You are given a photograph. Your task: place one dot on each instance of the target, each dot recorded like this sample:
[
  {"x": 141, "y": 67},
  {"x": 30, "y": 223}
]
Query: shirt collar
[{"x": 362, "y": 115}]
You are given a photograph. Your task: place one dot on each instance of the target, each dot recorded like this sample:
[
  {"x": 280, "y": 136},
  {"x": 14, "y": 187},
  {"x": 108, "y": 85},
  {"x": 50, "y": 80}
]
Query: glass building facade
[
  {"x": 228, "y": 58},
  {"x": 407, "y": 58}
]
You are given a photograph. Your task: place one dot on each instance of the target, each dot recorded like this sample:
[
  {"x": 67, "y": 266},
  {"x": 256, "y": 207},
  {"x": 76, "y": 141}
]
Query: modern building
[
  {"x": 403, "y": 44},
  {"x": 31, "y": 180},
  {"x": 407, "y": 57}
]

┄┄┄┄┄┄┄┄┄┄

**AIM OF THE TASK:** Your answer must be an exact transcription of every record above.

**SOLUTION:**
You are given a photograph. Your task: place one dot on each instance of the target, each dot recorded like this sample:
[
  {"x": 141, "y": 67},
  {"x": 30, "y": 223}
]
Query: shirt collar
[{"x": 362, "y": 115}]
You are given a photograph. Your task: place one dot on each instance of the target, each dot recorded like this sample:
[
  {"x": 280, "y": 136},
  {"x": 14, "y": 187},
  {"x": 108, "y": 85},
  {"x": 50, "y": 80}
]
Query: glass building facade
[
  {"x": 228, "y": 58},
  {"x": 407, "y": 58}
]
You are given a photograph. Your task: place one dot on each instance of the target, each dot recorded like this sample:
[
  {"x": 67, "y": 266},
  {"x": 256, "y": 207},
  {"x": 76, "y": 141}
]
Query: modern building
[
  {"x": 403, "y": 44},
  {"x": 31, "y": 180},
  {"x": 407, "y": 57}
]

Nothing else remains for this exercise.